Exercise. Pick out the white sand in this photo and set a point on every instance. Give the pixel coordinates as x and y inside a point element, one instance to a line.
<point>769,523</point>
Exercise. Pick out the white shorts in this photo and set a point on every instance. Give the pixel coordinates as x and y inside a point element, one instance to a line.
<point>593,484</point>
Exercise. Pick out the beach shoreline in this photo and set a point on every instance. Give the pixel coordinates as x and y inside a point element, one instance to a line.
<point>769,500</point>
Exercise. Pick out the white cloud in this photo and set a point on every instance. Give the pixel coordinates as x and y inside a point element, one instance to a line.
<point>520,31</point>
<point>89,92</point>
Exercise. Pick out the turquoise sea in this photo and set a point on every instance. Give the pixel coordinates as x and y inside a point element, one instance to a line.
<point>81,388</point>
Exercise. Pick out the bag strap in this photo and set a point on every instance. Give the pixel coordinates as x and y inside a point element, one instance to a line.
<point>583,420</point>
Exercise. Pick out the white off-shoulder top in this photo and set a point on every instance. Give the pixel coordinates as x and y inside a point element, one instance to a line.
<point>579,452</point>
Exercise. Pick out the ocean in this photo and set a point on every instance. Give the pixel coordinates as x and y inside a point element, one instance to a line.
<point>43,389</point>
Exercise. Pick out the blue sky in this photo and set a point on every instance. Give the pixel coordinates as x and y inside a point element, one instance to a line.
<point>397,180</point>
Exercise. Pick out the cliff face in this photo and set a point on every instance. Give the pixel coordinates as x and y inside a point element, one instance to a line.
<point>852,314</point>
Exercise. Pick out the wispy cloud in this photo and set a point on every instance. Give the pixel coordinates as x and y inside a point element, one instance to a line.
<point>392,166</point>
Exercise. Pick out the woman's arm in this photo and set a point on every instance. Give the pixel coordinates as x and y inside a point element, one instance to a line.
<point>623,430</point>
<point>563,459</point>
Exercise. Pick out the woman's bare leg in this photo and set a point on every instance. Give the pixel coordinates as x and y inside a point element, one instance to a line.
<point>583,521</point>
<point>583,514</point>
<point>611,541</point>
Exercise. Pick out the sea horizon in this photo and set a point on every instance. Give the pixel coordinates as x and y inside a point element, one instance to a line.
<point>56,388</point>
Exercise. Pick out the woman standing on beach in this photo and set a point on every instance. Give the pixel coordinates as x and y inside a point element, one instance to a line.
═══
■ **Description of the task**: Rewrite all of the records above, changing every "Pick out" to "Locate" and leaving everything else as it is.

■ **Result of this task**:
Exercise. Locate the white sand in this photo and set a point on every instance. Give the pixel coordinates as x and y inside a point element, one instance to a line.
<point>769,523</point>
Exercise. Locate the white shorts in this photo and set a point on every instance. Give the pixel coordinates as x and y inside a point element, one instance to a line.
<point>593,484</point>
Exercise. Locate the beach shoreline in this photo and set a point on every instance. Give the pixel coordinates as x and y inside a point element, one instance to a line.
<point>769,500</point>
Exercise. Locate the white cloud in this photo and set a point on every instance. Give the pixel coordinates as x and y inside a point element, one instance to a line.
<point>520,31</point>
<point>89,92</point>
Exercise. Locate the turquoise sea in this photo and set a point on every instance. Give the pixel coordinates as x and y inside a point element, one instance to a line.
<point>81,388</point>
Exercise. Locate the bag strap in this photo and set a point on every instance. Give the pixel coordinates as x and y inside a point element, one instance to a line.
<point>583,420</point>
Exercise. Locate the white off-shoulder top in this photo and set a point on every instance. Give the pixel coordinates as x and y inside a point element, one instance to a line.
<point>579,452</point>
Exercise. Locate the ocean in this photo and set a point on every instance. Give the pixel coordinates as x and y inside a point element, one instance to a line.
<point>43,389</point>
Exercise. Locate the blue sky in this photo and set a point on every instance. Give the pixel coordinates as x and y inside a point element, one instance to a line.
<point>397,180</point>
Exercise. Locate the cliff face in this photo and set a point on every instance. Give the pixel coordinates as x and y inside a point element, one instance to a line.
<point>852,314</point>
Exercise. Locate the wispy cloud in this photo and set a point on every instance. Give the pixel coordinates as x and y inside a point element, one instance to a line.
<point>392,166</point>
Exercise. Locate the woman's arm in this photo and set a point on every instance. Give the pixel coordinates as x and y inside a point element, one instance to a line.
<point>623,430</point>
<point>563,459</point>
Exercise. Locate the woman's bare leg in this photo and set a point on every instance. Give the pixel coordinates as x and y inside a point element, one instance to a line.
<point>583,521</point>
<point>583,514</point>
<point>611,541</point>
Exercise. Locate the sea horizon in this photo and set a point on every instance. Give the pixel coordinates as x and y inside a point element, one instance to a line.
<point>56,388</point>
Exercise. Locate the woman standing on beach in this photo and set a point on every instance. Give the pixel coordinates as x and y inside a point element, one instance to a line.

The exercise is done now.